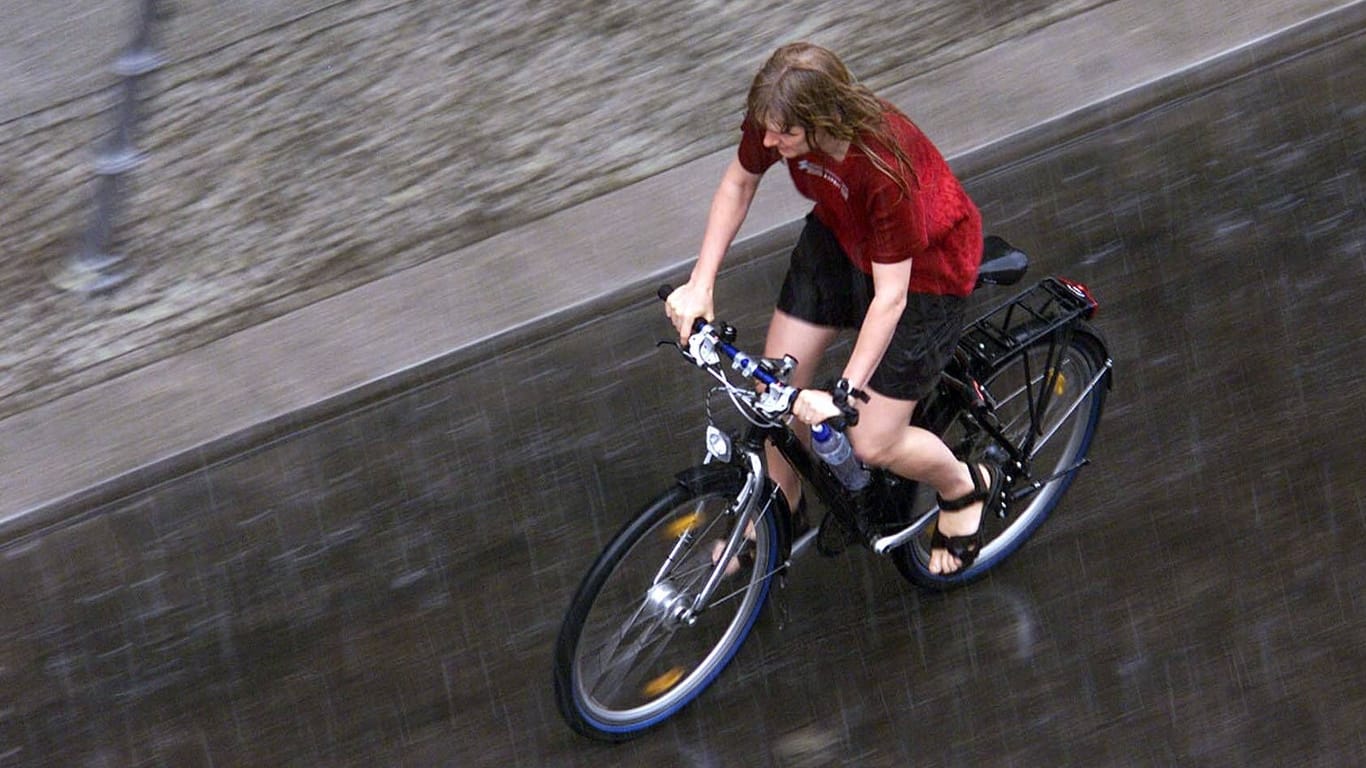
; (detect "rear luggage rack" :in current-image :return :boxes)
[958,277,1098,376]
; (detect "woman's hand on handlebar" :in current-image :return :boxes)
[792,389,844,426]
[664,283,716,340]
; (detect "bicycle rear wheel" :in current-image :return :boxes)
[892,324,1106,589]
[555,466,779,741]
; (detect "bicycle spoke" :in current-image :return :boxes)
[590,606,673,698]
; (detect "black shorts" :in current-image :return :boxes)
[777,215,967,400]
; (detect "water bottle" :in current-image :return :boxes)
[811,424,869,491]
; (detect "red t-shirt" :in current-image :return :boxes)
[739,109,982,297]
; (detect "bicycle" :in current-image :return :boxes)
[555,236,1112,741]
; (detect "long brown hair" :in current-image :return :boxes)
[746,42,919,194]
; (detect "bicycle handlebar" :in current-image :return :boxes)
[656,283,867,432]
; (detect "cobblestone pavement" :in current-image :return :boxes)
[0,0,1106,418]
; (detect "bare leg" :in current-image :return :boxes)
[712,310,839,575]
[764,304,839,511]
[850,392,985,574]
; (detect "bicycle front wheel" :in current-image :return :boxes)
[893,324,1108,589]
[555,466,779,741]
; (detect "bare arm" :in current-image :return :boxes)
[792,258,911,424]
[844,258,911,389]
[665,159,762,342]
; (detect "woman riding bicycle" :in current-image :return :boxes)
[667,42,1000,574]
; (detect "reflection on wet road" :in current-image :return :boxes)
[0,17,1366,767]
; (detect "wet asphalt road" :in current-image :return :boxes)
[0,13,1366,767]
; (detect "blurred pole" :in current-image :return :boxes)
[52,0,164,295]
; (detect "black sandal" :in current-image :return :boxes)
[930,462,1003,568]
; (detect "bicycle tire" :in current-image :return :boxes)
[892,323,1109,590]
[555,465,779,742]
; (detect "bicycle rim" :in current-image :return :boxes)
[897,325,1105,588]
[568,478,777,739]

:: Direction ::
Please rewrite every line of the records above as a Markdown table with the columns "No." and "Text", giving each line its own numbered row in order and skipping blank lines. Leave the pictures out.

:: Result of this exercise ::
| No. | Text |
|---|---|
| 1 | ; (detect "rear luggage rack" :in current-image :return :boxes) |
| 2 | [958,277,1098,376] |
| 3 | ; (detect "woman's hand on handlebar" :in current-image :return :boxes) |
| 4 | [792,389,844,426] |
| 5 | [664,283,716,340] |
| 6 | ; (detect "bicycle rear wheel" :in current-image :return :boxes) |
| 7 | [892,324,1106,589] |
| 8 | [555,466,779,741] |
| 9 | ; (detect "bicycle spoke" :in current-image :return :boxes) |
| 10 | [590,606,673,698] |
| 11 | ; (detect "black shorts" :in current-image :return :boxes) |
| 12 | [777,215,967,400] |
| 13 | ; (detect "water bottle" :in current-image :return :boxes) |
| 14 | [811,424,869,491] |
| 15 | ; (detect "red t-shirt" :in current-image :return :boxes) |
| 16 | [739,109,982,297] |
| 17 | ; (detect "bicycle" :in current-image :return :boxes) |
| 18 | [555,236,1112,741] |
| 19 | ; (detect "long brown hair" :in current-image :return :boxes) |
| 20 | [746,42,919,194] |
| 21 | ; (detect "bicycle handlebar" :in current-image :return :boxes) |
| 22 | [656,283,867,432] |
| 23 | ; (detect "cobblestone pavement" :in current-image :return :boxes) |
| 24 | [0,0,1106,418] |
| 25 | ; (detect "bare leg" :in current-image :return :boxes) |
| 26 | [712,310,839,575] |
| 27 | [764,304,839,511] |
| 28 | [850,392,985,574] |
| 29 | ; (detect "bicycle front wheel" :in current-image :return :boxes) |
| 30 | [893,324,1108,589] |
| 31 | [555,466,779,741] |
| 32 | ; (detect "bare arm" :in current-image :return :boxes) |
| 33 | [792,258,911,424] |
| 34 | [844,258,911,389] |
| 35 | [665,159,762,342] |
| 36 | ; (detect "woman riding bicycle" :in current-image :return :boxes) |
| 37 | [667,42,1000,574] |
| 38 | ; (detect "reflection on wet road" :in current-image :return :boxes) |
| 39 | [0,17,1366,767] |
| 40 | ; (detect "wet asphalt road" :in current-image :return :boxes) |
| 41 | [0,13,1366,767] |
| 42 | ; (detect "blurred pole" :in current-image :return :boxes) |
| 43 | [52,0,164,295] |
| 44 | ; (detect "black sandal" :in current-image :return :boxes) |
| 45 | [930,462,1003,568] |
| 46 | ; (detect "bicycle tire" :in current-image :return :boxes) |
| 47 | [892,323,1109,590] |
| 48 | [555,465,779,742] |
| 49 | ; (detect "bicycle rim" :in current-image :return :boxes) |
| 50 | [897,325,1105,588] |
| 51 | [568,478,777,739] |